## EXERCISE
Reproduce the listing below in full, switching every "coordinates" to "location" and leaving everything else unchanged.

BEGIN

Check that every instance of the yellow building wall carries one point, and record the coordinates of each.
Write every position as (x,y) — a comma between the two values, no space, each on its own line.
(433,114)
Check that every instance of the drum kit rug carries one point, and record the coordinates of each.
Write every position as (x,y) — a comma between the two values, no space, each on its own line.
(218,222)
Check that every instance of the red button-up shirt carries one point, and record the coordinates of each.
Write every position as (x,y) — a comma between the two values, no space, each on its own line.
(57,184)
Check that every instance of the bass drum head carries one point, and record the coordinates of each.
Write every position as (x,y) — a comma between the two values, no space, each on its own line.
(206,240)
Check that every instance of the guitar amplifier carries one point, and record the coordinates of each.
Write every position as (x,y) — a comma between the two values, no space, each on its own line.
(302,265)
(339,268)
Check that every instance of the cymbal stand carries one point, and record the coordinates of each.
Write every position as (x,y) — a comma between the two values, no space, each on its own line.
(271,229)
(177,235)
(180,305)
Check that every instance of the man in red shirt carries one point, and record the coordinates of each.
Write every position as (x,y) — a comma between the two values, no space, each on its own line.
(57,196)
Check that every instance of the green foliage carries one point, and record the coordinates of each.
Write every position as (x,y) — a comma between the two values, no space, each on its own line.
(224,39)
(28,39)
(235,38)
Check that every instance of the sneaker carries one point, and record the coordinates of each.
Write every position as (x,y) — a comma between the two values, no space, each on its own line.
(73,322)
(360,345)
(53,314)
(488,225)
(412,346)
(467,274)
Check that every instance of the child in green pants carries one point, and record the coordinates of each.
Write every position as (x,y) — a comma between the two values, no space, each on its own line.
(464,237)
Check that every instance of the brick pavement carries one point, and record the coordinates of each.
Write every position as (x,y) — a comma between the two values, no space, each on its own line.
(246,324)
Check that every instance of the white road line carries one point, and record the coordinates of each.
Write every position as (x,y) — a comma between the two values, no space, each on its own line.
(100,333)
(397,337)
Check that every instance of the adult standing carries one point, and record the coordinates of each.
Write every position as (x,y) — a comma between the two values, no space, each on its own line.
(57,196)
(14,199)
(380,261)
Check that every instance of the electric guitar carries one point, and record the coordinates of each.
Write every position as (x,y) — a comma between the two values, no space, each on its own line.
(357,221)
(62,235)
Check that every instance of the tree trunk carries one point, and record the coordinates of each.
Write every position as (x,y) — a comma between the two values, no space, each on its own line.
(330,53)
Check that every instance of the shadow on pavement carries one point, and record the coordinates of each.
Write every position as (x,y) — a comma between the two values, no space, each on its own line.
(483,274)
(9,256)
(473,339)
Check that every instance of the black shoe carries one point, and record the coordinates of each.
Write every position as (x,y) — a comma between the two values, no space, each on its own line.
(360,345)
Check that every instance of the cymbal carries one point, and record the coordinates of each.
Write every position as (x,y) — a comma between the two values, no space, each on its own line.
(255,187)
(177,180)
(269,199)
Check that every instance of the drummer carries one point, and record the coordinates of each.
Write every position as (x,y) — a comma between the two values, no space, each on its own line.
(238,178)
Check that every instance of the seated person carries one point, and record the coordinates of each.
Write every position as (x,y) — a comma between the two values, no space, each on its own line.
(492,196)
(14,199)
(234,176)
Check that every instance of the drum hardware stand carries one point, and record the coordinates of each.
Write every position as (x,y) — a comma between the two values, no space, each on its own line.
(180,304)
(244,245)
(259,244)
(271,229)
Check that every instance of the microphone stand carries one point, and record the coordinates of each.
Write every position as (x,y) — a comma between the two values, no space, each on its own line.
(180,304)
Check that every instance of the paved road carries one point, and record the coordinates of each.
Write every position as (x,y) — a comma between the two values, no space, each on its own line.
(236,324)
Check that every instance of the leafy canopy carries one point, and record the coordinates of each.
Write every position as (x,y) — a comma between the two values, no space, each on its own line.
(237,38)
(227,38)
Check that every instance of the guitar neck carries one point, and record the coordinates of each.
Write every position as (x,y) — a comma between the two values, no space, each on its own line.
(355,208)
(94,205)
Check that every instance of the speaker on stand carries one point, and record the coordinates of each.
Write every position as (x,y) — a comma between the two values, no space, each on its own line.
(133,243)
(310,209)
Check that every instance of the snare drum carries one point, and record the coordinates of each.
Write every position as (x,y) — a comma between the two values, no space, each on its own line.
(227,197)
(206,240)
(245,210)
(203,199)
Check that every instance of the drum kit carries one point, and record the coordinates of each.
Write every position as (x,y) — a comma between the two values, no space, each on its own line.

END

## COMPLETED TASK
Check that every instance of the yellow building wall carries one point, and record the location of each.
Write every position as (x,y) — a comma between the two values, no space, each on its own line.
(433,114)
Check that every instance of the drum kit rug carries one point, and record the location of each.
Write every position as (x,y) — a comma between the two values, no space, each on its own line.
(218,222)
Check that every instance of the red button-up shirt carries one point, and record the location of each.
Write every position as (x,y) — a comma between the two values, no space, each on its own line.
(57,184)
Check that every instance of the bass drum head carries one point, and record the location of each.
Write every position as (x,y) — a comma between the two values, no space, each on its own line.
(206,240)
Check that every instance of the guitar amplifier carries one point, and record the location of each.
Write every position as (x,y) — a comma between the two values, no space, each on its own line.
(302,265)
(339,268)
Check that every instance of the cymbal stand carries one point, and record the location of each.
Write every position as (x,y) — a comma between the two values, no space, each on its own line.
(271,229)
(177,235)
(180,305)
Check that every instance of the man in red shirt carries one point, and record the location of each.
Write every position as (x,y) — a comma between the two values, no space, each on its own line.
(57,196)
Check that every instance of the green foliage carries one point, and record the location of each.
Write every position as (x,y) — a comma between the two values, no space, each on its own line.
(224,39)
(28,39)
(235,38)
Check that every instance of the sneaker carries one point, and record the location of each.
Write every position as (x,y) — a comma between the two values, no space, each on its own line.
(73,322)
(360,345)
(53,314)
(488,225)
(412,346)
(467,274)
Check that every instance of the child in green pants carries one point, and record the location of each.
Write every position as (x,y) — a comma between the two values, no space, each on its own line.
(464,237)
Check that every instance of the brick pavement carries one point, and record the location of each.
Write every position as (x,y) — a comma between the two values, no space, each on its own line.
(246,324)
Check that every instance of the white road line carries one point, and record the location of each.
Write every position as (x,y) — a comma between the two values, no space, each on its own line.
(100,333)
(397,337)
Check that every instance of the adult standing carries one point, and record the location of each.
Write every position as (x,y) — a comma between the two values, no space, each on its own line.
(57,196)
(14,199)
(380,261)
Check that every instance of the electric guitar carries one point, and record the location of each.
Write every position as (x,y) — a comma between the two values, no space, each on its own line.
(357,221)
(62,235)
Check that every instance of the tree trunk carries one point, and record the location of each.
Write every position as (x,y) — a comma between the two values, no space, each on its own line.
(330,53)
Check that every instance of the shadow on pavement carries one point, and record the location of each.
Write every position as (x,y) — a comma between the two values, no space, each on its own line.
(483,274)
(9,256)
(473,339)
Check that every instance of the black shoe carries one point, and record the location of each.
Write every position as (x,y) — a comma between the two values, no space, each on its own line.
(360,345)
Check that every instance of the cymbal carries one point, and record the location of each.
Write every position as (x,y) — a comma between the two values, no space, each on its own line.
(255,187)
(177,180)
(269,199)
Check that every instance of the drummer carries one point, and record the location of each.
Write every position as (x,y) — a comma between the two values, no space, each on its own line.
(238,178)
Check that every instance of the seated person carries one point, and record the location of each.
Write every position as (x,y) — a comma between the two values, no space, each on its own line.
(492,196)
(14,199)
(234,176)
Check that every instance of the drum hardware stand carries one point, and record the location of each.
Write every position as (x,y) — a comma between the two values, no space, each on its own line.
(180,304)
(244,245)
(259,244)
(271,229)
Check that every instance of the microphone stand carries one point, and record the location of each.
Write every position as (x,y) — a comma between the two values, no space, each on its own line.
(180,304)
Check that every instance of the paved road carries one point, and record the location of each.
Write every position as (x,y) — a comma between the two values, no space, each on its own line.
(236,324)
Check that every instance of the leafy canopy carries one point, and record the location of each.
Write every position as (x,y) — a comma between the two values, no space, each on its own line.
(237,38)
(227,38)
Check that every instance of the guitar neck carries one point, and record the location of each.
Write every position as (x,y) — a comma between the two values, no space, each on its own line.
(355,208)
(94,205)
Check that every instance of the speaker on stand carries one point, and record the location of each.
Write every position as (x,y) — a comma between the two values, no space, each on its own line.
(133,243)
(310,209)
Check that every instance of the snare drum carries one point, and record the location of each.
Write every position as (x,y) — a comma between the two values, no space, each on its own line.
(227,197)
(206,240)
(245,210)
(203,199)
Check that every instance of the drum kit carries one point, and record the location of each.
Write every position as (x,y) — a comma between the two values, no space, each on its own line.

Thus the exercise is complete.